▸ **To be done**
Locate each line in the listing below that contains the word "smoke", and copy those lines out.

▸ **Available data**
#####
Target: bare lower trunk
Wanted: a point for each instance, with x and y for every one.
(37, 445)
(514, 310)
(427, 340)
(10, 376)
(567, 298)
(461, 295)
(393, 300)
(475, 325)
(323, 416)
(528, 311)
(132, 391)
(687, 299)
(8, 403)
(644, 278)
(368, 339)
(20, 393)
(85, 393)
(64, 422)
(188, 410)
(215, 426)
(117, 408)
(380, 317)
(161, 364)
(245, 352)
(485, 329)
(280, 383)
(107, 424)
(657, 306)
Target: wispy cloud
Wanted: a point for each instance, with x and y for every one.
#####
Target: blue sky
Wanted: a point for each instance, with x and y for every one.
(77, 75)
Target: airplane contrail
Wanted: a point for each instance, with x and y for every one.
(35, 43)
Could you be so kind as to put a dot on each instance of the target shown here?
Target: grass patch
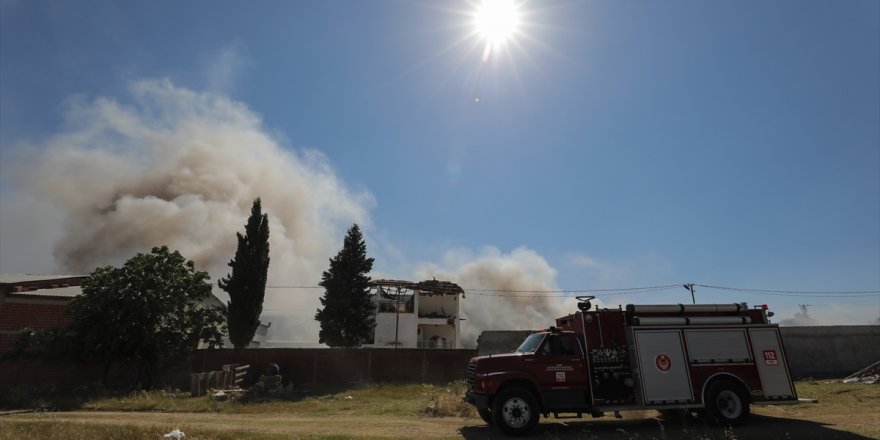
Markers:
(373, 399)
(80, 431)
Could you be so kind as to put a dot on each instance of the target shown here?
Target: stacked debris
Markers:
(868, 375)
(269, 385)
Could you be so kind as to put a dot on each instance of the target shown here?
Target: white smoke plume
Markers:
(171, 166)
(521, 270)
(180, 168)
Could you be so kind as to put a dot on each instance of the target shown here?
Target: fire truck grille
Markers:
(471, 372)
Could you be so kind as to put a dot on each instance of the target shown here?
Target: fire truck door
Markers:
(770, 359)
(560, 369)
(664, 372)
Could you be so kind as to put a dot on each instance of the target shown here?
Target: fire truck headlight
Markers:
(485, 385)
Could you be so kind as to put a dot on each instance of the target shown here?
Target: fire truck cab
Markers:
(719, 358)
#####
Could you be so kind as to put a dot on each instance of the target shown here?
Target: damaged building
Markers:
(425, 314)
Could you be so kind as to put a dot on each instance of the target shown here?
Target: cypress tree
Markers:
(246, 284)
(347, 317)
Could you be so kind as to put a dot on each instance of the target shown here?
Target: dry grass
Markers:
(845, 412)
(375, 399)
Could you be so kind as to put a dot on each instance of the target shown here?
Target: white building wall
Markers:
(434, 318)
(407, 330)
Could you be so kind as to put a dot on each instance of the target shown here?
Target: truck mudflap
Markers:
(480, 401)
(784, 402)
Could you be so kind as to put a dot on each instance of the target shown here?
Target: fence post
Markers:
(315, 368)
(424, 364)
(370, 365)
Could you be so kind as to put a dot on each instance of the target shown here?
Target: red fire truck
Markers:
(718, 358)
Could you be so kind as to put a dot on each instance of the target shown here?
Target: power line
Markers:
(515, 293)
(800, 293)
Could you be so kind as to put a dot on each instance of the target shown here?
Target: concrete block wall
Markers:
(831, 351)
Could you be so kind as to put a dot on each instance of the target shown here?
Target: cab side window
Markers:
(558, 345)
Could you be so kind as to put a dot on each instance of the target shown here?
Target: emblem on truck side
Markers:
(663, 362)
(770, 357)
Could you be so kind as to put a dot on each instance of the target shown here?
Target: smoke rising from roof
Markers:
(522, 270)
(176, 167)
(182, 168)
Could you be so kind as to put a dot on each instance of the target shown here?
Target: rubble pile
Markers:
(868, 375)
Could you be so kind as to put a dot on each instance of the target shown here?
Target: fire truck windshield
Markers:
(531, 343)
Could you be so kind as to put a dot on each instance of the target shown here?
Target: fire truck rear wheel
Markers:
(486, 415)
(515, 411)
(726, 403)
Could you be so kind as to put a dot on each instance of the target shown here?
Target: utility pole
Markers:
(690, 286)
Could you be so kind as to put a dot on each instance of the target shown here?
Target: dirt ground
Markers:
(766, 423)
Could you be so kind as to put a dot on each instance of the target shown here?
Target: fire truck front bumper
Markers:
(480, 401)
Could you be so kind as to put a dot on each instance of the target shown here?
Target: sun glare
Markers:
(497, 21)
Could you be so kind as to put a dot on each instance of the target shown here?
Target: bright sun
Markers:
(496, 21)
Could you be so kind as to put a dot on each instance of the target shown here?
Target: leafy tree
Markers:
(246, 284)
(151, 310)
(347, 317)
#####
▸ **Task output**
Target: white smoke plume
Target: smoke rising from roof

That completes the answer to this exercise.